# GIVEN INFORMATION
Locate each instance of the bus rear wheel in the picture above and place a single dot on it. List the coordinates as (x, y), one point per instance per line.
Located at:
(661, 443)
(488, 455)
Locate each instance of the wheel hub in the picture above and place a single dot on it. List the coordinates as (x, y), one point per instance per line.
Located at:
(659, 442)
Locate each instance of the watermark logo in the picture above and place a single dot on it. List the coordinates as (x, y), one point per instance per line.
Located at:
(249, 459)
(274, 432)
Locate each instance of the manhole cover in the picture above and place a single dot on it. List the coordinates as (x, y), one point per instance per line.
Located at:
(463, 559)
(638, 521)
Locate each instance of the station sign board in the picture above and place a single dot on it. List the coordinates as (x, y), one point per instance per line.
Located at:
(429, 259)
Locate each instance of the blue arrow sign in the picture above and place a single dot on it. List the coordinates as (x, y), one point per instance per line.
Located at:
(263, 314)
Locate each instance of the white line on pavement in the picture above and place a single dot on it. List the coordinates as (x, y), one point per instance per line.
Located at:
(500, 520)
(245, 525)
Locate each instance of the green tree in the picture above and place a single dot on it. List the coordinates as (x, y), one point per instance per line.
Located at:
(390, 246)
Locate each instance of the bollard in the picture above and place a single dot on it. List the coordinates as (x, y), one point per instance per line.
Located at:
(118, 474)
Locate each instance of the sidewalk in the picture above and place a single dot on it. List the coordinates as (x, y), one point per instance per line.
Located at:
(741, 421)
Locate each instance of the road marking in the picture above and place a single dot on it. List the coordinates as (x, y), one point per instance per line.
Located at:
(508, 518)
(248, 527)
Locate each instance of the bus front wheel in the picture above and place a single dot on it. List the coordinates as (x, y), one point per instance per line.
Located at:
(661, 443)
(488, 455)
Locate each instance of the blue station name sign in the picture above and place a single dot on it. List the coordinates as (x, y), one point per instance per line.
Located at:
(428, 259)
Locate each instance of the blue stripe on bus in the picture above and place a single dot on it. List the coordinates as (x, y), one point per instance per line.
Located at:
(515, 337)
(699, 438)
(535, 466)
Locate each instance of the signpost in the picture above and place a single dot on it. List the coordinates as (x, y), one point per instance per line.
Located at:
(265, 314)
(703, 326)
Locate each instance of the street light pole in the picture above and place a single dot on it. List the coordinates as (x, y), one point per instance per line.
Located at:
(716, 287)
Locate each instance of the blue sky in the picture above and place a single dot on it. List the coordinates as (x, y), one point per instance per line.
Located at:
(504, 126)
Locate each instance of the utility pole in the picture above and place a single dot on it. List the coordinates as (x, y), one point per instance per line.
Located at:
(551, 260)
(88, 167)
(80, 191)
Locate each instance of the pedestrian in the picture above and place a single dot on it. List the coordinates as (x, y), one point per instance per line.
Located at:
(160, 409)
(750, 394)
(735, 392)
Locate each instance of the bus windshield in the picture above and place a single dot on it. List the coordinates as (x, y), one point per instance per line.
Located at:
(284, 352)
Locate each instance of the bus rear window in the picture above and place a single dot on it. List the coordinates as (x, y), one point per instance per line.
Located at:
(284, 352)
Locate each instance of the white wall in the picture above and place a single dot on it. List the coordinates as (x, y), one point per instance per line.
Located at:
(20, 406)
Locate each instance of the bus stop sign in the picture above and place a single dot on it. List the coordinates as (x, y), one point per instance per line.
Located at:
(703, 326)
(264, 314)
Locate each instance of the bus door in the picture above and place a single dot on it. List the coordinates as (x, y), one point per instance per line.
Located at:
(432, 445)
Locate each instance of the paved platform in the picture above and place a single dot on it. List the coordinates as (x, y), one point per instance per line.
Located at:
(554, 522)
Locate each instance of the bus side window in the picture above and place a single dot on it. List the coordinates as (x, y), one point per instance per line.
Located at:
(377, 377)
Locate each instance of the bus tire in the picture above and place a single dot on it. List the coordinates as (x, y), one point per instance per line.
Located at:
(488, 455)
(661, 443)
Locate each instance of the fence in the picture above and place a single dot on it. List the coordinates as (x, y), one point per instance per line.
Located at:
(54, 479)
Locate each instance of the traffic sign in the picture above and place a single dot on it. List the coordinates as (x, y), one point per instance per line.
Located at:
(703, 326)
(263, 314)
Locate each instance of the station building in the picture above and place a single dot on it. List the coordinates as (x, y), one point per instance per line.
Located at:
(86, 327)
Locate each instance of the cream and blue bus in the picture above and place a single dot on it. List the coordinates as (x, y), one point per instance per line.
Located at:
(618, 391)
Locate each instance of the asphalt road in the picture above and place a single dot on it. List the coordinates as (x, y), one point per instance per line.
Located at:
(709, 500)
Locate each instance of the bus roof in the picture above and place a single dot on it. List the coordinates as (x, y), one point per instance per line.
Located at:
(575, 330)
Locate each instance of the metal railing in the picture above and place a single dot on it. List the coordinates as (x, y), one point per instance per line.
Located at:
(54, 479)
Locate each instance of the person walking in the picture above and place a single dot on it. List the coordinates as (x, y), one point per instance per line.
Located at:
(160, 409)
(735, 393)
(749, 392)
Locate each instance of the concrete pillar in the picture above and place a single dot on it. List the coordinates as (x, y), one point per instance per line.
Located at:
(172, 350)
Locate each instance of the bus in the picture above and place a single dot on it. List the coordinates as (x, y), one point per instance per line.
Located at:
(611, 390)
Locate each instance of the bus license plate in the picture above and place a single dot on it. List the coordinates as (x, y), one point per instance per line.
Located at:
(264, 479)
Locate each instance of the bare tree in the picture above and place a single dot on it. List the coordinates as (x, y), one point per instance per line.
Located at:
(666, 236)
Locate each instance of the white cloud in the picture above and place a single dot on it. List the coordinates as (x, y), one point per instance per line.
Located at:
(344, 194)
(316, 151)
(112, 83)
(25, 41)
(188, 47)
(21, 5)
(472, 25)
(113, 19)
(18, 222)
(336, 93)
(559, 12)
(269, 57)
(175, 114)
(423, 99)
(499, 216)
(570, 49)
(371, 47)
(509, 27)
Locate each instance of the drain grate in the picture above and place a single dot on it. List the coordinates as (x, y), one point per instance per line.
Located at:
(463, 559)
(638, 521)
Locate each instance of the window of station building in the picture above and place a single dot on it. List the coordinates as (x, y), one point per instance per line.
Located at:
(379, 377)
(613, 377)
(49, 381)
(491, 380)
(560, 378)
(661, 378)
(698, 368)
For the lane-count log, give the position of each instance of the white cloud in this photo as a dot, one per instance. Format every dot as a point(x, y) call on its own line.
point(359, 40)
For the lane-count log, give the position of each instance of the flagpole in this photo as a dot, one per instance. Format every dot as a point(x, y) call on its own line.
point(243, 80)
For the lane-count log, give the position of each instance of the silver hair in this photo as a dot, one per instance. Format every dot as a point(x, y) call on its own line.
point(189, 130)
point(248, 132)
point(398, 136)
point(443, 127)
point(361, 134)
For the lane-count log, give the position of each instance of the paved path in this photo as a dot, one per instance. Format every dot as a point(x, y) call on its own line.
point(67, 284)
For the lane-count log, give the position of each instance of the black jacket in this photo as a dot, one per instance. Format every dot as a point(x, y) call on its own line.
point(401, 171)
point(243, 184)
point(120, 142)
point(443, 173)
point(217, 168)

# REQUEST
Extract, exactly, the lines above that begin at the line containing "of the silver" and end at the final line of the records; add no other text.

# OUTPUT OF THE EXERCISE
For the lane-count log, give the position of each instance of the silver hair in this photo as a dot, one per instance. Format every dot as a point(x, y) call on its own line.
point(189, 130)
point(248, 132)
point(398, 136)
point(443, 127)
point(361, 134)
For the lane-count log, give the position of each instance of the paved path in this photo as a dot, one per instance. Format every dot as a point(x, y) call on its own line.
point(67, 284)
For the lane-count log, give the position of each instance of the black jacket in this photo as a dot, one per instance. Format every dot as a point(x, y) call on its own line.
point(401, 171)
point(243, 184)
point(120, 142)
point(443, 173)
point(217, 168)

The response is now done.